What is being asked ▸ Which lines of the data below contain "bbox"? Please show them all.

---+---

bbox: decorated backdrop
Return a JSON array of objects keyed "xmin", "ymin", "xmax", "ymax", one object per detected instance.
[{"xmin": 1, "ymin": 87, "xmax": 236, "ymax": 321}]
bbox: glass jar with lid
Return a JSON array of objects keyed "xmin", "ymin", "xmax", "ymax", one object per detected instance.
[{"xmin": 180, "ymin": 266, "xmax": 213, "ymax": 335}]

---+---

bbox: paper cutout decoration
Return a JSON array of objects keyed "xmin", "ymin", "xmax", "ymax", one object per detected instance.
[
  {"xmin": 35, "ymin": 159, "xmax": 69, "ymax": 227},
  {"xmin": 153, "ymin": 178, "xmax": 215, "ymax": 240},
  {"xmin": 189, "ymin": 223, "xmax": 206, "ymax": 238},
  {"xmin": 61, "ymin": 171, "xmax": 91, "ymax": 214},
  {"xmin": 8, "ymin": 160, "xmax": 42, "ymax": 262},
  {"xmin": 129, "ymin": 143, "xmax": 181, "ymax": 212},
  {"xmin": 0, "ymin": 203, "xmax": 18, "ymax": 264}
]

---+---

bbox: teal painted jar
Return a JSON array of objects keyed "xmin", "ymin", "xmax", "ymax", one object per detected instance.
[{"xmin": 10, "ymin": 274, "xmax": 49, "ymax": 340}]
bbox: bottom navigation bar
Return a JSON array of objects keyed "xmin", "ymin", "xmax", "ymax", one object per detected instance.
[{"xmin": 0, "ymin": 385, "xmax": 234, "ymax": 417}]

---+---

Task solution ▸
bbox: decorated backdrop
bbox: glass jar with lid
bbox: paper cutout decoration
bbox: teal painted jar
bbox: bottom navigation bar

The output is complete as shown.